Data under study =>
Start of Block

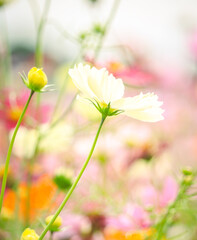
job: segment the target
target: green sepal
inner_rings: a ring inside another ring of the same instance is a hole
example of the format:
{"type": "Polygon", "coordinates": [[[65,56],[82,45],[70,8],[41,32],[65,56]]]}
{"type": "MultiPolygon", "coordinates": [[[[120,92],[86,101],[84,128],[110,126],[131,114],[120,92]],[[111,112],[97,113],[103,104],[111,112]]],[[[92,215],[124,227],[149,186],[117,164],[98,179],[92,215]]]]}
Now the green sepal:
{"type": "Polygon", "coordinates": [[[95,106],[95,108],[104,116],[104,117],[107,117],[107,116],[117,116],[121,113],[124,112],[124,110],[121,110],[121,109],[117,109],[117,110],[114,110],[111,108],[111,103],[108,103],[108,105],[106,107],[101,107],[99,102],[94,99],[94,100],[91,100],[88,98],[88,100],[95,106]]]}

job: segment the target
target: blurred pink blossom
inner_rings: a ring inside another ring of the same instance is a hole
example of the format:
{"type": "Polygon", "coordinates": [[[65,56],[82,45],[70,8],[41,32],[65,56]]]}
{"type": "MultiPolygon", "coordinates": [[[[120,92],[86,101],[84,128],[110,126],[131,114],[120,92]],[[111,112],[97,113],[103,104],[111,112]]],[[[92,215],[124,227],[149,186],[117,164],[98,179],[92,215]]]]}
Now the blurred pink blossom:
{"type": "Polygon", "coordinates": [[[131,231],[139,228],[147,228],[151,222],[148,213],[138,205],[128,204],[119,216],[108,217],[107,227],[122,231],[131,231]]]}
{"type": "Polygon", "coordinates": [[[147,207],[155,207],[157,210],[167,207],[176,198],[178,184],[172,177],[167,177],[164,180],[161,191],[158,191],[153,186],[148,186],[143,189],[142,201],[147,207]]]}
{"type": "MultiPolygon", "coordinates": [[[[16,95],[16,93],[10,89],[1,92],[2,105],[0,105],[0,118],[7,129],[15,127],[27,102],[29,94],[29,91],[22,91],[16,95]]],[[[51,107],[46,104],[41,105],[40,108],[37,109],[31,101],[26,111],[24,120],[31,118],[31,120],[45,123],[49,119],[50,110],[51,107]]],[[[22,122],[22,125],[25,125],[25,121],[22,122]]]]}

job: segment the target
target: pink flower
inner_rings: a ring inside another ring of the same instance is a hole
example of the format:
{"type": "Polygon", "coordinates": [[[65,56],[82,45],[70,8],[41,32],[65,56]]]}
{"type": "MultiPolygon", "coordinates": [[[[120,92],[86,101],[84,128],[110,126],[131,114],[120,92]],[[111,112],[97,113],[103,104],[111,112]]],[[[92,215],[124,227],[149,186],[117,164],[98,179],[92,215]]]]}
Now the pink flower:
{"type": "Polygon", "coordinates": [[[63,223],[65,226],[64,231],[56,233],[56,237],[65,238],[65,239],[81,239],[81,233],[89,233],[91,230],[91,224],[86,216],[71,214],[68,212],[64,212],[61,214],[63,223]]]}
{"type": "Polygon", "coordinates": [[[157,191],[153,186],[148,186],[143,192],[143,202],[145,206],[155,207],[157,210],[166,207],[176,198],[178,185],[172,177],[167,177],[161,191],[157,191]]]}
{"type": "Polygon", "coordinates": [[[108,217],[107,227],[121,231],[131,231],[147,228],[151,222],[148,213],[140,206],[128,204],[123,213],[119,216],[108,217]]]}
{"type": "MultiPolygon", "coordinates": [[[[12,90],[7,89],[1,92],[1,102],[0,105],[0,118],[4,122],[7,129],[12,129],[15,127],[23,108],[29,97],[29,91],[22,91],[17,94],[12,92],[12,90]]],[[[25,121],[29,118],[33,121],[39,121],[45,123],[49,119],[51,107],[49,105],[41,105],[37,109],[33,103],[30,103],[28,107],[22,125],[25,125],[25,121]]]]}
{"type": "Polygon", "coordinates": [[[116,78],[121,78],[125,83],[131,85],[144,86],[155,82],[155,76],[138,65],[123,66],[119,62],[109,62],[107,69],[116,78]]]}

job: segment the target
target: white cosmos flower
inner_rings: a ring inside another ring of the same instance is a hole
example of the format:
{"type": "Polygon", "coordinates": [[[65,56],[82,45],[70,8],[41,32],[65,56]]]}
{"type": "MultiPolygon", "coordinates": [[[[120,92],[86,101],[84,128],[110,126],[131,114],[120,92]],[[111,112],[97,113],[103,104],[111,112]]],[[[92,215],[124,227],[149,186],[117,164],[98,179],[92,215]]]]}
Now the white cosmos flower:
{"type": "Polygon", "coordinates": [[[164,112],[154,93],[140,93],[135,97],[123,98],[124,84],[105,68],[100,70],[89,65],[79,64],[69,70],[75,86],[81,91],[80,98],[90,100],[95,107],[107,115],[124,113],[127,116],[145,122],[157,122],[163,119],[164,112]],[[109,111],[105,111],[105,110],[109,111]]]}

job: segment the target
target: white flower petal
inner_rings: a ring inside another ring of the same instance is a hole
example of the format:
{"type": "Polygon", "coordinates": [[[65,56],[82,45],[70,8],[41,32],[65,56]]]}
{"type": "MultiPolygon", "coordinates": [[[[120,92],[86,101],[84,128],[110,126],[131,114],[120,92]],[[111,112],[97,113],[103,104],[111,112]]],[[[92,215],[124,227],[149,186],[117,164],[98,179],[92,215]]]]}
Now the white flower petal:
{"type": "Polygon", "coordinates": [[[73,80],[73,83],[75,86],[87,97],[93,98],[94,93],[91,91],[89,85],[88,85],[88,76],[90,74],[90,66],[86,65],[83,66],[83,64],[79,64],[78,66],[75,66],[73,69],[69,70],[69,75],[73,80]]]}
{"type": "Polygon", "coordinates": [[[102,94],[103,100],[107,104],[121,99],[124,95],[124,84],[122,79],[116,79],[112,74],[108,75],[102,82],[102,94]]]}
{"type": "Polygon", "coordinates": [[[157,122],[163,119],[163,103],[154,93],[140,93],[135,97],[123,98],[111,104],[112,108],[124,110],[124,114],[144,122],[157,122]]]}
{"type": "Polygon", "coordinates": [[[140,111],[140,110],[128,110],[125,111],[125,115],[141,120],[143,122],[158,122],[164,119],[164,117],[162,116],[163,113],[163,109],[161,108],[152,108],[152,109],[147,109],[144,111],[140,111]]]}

End of Block

Exercise =>
Would you print the whole listing exactly, omitting the pictures?

Answer section =>
job: segment the target
target: green sepal
inner_rings: a ring inside another ring of the same instance is a hole
example of the format:
{"type": "Polygon", "coordinates": [[[65,56],[82,45],[70,8],[41,32],[65,56]]]}
{"type": "MultiPolygon", "coordinates": [[[[120,92],[86,101],[84,128],[110,126],[131,114],[120,92]],[[111,112],[97,113],[103,104],[111,112]]],[[[92,215],[124,227],[149,186],[117,164],[98,179],[92,215]]]]}
Now the green sepal:
{"type": "Polygon", "coordinates": [[[95,106],[95,108],[104,116],[104,117],[107,117],[107,116],[117,116],[121,113],[124,112],[124,110],[121,110],[121,109],[117,109],[117,110],[114,110],[111,108],[111,103],[108,103],[108,105],[106,107],[101,107],[99,102],[94,99],[94,100],[91,100],[88,98],[88,100],[95,106]]]}

job: segment the target
target: blurred pink blossom
inner_rings: a ring inside another ring of the same instance is a hole
example of the format:
{"type": "Polygon", "coordinates": [[[65,56],[82,45],[70,8],[41,32],[65,56]]]}
{"type": "MultiPolygon", "coordinates": [[[[120,92],[86,101],[84,128],[110,126],[131,114],[120,92]],[[111,112],[97,113],[103,104],[111,112]]],[[[92,215],[124,227],[149,186],[117,164],[98,179],[92,215]]]]}
Now the blurred pink blossom:
{"type": "Polygon", "coordinates": [[[131,231],[139,228],[147,228],[151,222],[148,213],[138,205],[128,204],[119,216],[108,217],[107,227],[122,231],[131,231]]]}
{"type": "Polygon", "coordinates": [[[147,207],[155,207],[157,210],[167,207],[176,198],[178,184],[172,177],[167,177],[164,180],[161,191],[158,191],[153,186],[148,186],[143,189],[142,201],[147,207]]]}
{"type": "MultiPolygon", "coordinates": [[[[16,95],[16,93],[10,89],[1,92],[2,105],[0,105],[0,118],[7,129],[15,127],[27,102],[29,94],[29,91],[22,91],[16,95]]],[[[51,107],[46,104],[41,105],[40,108],[37,109],[31,101],[26,111],[24,120],[31,118],[31,120],[45,123],[49,119],[50,110],[51,107]]],[[[22,122],[22,125],[25,125],[25,121],[22,122]]]]}

job: segment the target
target: pink flower
inner_rings: a ring inside another ring of the same instance is a hole
example of the format:
{"type": "Polygon", "coordinates": [[[65,56],[82,45],[70,8],[41,32],[65,56]]]}
{"type": "MultiPolygon", "coordinates": [[[[120,92],[86,101],[84,128],[110,126],[131,114],[120,92]],[[111,112],[97,113],[103,104],[111,112]]],[[[92,215],[124,227],[149,186],[117,164],[98,179],[92,215]]]]}
Now the pink flower:
{"type": "Polygon", "coordinates": [[[63,223],[65,226],[64,231],[56,233],[56,237],[65,238],[65,239],[81,239],[81,233],[89,233],[91,230],[91,224],[86,216],[71,214],[68,212],[64,212],[61,214],[63,223]]]}
{"type": "Polygon", "coordinates": [[[157,191],[153,186],[148,186],[143,192],[143,202],[145,206],[155,207],[157,210],[166,207],[176,198],[178,185],[172,177],[167,177],[161,191],[157,191]]]}
{"type": "Polygon", "coordinates": [[[108,217],[107,227],[121,231],[131,231],[147,228],[151,222],[148,213],[140,206],[128,204],[123,213],[119,216],[108,217]]]}
{"type": "MultiPolygon", "coordinates": [[[[12,90],[7,89],[1,92],[1,102],[0,105],[0,118],[4,122],[7,129],[12,129],[15,127],[23,108],[29,97],[29,91],[22,91],[17,94],[12,92],[12,90]]],[[[25,121],[29,118],[33,121],[39,121],[45,123],[49,119],[51,107],[49,105],[41,105],[37,109],[33,103],[30,103],[28,107],[22,125],[25,125],[25,121]]]]}
{"type": "Polygon", "coordinates": [[[116,78],[121,78],[125,83],[131,85],[144,86],[155,82],[155,76],[138,65],[123,66],[119,62],[109,62],[107,69],[116,78]]]}

job: segment the target
target: white cosmos flower
inner_rings: a ring inside another ring of the same instance is a hole
example of the format:
{"type": "Polygon", "coordinates": [[[65,56],[82,45],[70,8],[41,32],[65,56]]]}
{"type": "MultiPolygon", "coordinates": [[[[120,92],[86,101],[84,128],[110,126],[131,114],[120,92]],[[111,112],[97,113],[103,104],[111,112]]],[[[92,215],[124,227],[149,186],[117,164],[98,179],[92,215]]]]}
Now the white cosmos flower:
{"type": "Polygon", "coordinates": [[[164,112],[154,93],[140,93],[135,97],[123,98],[124,84],[105,68],[100,70],[89,65],[79,64],[69,70],[75,86],[81,91],[80,98],[90,100],[95,107],[107,115],[124,113],[127,116],[145,122],[157,122],[163,119],[164,112]],[[109,111],[105,111],[105,110],[109,111]]]}

job: segment the target
target: white flower petal
inner_rings: a ring inside another ring of the same instance is a hole
example of the format:
{"type": "Polygon", "coordinates": [[[65,56],[82,45],[70,8],[41,32],[65,56]]]}
{"type": "MultiPolygon", "coordinates": [[[[120,92],[86,101],[84,128],[110,126],[131,114],[120,92]],[[111,112],[97,113],[103,104],[111,112]]],[[[92,215],[124,227],[149,186],[117,164],[98,179],[92,215]]]]}
Now the white flower petal:
{"type": "Polygon", "coordinates": [[[73,80],[73,83],[75,86],[87,97],[93,98],[94,93],[91,91],[89,85],[88,85],[88,76],[90,74],[90,66],[86,65],[83,66],[83,64],[79,64],[78,66],[75,66],[73,69],[69,70],[69,75],[73,80]]]}
{"type": "Polygon", "coordinates": [[[102,94],[103,100],[107,104],[121,99],[124,95],[124,84],[122,79],[116,79],[112,74],[108,75],[102,82],[102,94]]]}
{"type": "Polygon", "coordinates": [[[157,122],[163,119],[163,103],[154,93],[140,93],[135,97],[123,98],[111,104],[112,108],[124,110],[124,114],[144,122],[157,122]]]}
{"type": "Polygon", "coordinates": [[[140,111],[140,110],[128,110],[125,111],[125,115],[141,120],[143,122],[158,122],[164,119],[164,117],[162,116],[163,113],[163,109],[161,108],[152,108],[152,109],[147,109],[144,111],[140,111]]]}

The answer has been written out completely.